**Extract to read**.
◇ ◇ ◇ ◇

1 out of 10 adults will suffer from urinary tract stones at some point in their life. Men need to be aware of this potentially painful condition because they are 3 times more likely to develop a urinary stone. Everybody should pay more attention to urinary stones because they are becoming common. The lousy diet many people eat and the growing incidence of obesity are putting more and more people at risk of developing this painful disease. The risk is greatly increased if you are between 30 and 50 years old or if you had a urinary stone in the past. These stones come in a variety of sizes.
What Causes Urinary Stones?
Urinary stones are made of minerals in the urine that form into crystals. The most common stones are composed of calcium. These stonesmay move through your urinary tract or just stay in one place and grow, no matter which condition it is, you will suffer from pain. But what causes urinary stones?
- The stones form because the urine lacks the chemicals that prevent this formation or contains too much salt.
- Another kind of urinary stone, called a Struvite stone, can form in persons who are suffering from urinary tract infections.
- Some health problems, including dehydration and hyperthyroidism, can make a person more susceptible to the stones.
- Persons who eat a lot of meat and Vitamin C are more likely to develop urinary stones.
- Those who have had bariatric or weight loss surgery are also more susceptible to this problem.
How Do I Know If I Have Urinary Stones?
The most common sign of urinary tract stones is pain. Such stones can cause back pain, renal pain, or pain in the lower abdomen. People may even experience pain in the genitals. The pain is usually excruciating and intermittent.
There are some other symptoms, including vomiting, restlessness, insomnia, nausea, and blood or stones in the urine. The victim might also suffer from frequent urination, pain during urination, chills, fever and abdominal swelling.
How Are Urinary Stones Treated?
Urinary stones cause so much pain, so treatment must be sought out to get relief:
1. Give It Time
Small urinary tract stones will usually pass on their own after a few days. Doctors may prescribe pain relievers to help a person get through this process. Drinking plenty of fluids can help a stone pass.
- Alpha-adrenergic blocking drugs such as tamsulosin can help a stone pass. Such medications are only used with a prescription.
- Anti-inflammatory drugs such as NSAIDs and opioids are sometimes prescribed for pain.
- A doctor may have a patient take potassium citrate tablets for 4 to 6 months. This can make the urine more alkaline, which can dissolve the stones.

◇ ◇ ◇ ◇

**Information**.
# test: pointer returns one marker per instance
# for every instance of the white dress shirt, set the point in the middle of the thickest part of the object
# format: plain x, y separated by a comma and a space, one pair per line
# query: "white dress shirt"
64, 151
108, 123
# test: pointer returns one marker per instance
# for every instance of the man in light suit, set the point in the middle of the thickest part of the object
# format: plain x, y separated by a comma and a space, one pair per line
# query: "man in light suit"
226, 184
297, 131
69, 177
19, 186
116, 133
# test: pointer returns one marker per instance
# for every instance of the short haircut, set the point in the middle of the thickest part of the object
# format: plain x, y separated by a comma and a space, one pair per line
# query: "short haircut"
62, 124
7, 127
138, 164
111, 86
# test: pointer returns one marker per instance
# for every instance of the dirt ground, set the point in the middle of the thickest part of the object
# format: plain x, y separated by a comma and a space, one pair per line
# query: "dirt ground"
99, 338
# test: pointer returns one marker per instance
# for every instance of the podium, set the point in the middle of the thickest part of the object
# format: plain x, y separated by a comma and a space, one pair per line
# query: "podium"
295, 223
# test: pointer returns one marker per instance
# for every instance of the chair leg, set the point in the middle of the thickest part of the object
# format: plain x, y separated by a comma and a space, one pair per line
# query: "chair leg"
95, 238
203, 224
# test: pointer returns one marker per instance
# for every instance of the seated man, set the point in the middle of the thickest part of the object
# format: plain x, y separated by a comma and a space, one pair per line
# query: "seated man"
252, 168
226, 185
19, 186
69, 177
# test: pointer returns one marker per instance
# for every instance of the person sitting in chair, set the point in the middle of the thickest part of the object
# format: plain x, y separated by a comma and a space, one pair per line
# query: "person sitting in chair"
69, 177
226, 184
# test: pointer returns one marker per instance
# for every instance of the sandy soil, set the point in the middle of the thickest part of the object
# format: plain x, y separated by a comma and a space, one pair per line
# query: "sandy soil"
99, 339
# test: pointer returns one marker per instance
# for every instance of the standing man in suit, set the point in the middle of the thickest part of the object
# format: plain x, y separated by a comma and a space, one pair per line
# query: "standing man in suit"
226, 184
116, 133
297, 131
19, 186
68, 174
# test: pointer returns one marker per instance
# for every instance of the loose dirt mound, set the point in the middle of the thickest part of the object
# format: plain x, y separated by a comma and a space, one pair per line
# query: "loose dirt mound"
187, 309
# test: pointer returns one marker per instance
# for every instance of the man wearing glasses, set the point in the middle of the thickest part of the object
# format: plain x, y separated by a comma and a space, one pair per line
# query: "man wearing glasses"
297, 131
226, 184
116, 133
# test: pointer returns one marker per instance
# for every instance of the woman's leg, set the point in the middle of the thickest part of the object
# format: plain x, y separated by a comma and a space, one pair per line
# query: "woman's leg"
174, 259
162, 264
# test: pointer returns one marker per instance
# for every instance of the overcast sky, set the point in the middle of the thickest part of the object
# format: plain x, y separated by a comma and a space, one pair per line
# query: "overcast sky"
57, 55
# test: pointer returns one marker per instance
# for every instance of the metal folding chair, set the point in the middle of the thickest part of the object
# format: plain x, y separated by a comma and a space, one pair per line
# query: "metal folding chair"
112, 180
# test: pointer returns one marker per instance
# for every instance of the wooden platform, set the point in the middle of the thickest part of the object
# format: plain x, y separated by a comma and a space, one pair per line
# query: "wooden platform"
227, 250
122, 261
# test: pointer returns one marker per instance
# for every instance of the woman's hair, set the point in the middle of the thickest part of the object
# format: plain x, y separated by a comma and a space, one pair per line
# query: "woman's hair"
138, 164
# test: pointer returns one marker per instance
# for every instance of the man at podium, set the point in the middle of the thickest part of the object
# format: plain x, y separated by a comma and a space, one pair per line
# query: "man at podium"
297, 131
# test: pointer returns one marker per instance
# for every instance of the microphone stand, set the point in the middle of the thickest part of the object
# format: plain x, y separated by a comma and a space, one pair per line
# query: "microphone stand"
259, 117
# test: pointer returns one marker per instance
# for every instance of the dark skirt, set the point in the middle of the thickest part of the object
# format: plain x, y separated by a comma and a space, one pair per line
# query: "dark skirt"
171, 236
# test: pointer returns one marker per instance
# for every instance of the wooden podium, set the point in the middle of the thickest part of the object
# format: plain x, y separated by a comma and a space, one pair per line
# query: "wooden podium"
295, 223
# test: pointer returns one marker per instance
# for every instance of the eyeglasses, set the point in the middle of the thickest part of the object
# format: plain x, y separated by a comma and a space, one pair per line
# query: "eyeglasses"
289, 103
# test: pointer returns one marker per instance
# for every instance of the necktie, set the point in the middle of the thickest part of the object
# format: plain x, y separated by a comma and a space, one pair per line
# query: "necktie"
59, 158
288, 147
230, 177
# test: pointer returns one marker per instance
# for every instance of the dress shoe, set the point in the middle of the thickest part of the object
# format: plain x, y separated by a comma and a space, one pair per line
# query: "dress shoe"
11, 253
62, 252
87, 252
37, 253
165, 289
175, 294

◇ ◇ ◇ ◇

**Required tasks**.
**1.** Based on the text about urinary stones, say whether each statement agrees with it, answering yes or no and quoting the deciding words: (a) Men are more likely than others to develop a urinary stone. (b) Most urinary stones are made of uric acid. (c) Potassium citrate tablets can make the urine more alkaline.
**2.** Translate this sentence from the text about urinary stones into Spanish: "Small urinary tract stones will usually pass on their own after a few days."
The records play no part in the work here.

**Expected responses**.
**1.**
(a) Yes: "Men need to be aware of this potentially painful condition because they are 3 times more likely to develop a urinary stone."
(b) No: "The most common stones are composed of calcium."
(c) Yes: "This can make the urine more alkaline, which can dissolve the stones."

**2.** Los cálculos pequeños de las vías urinarias suelen expulsarse por sí solos después de unos días.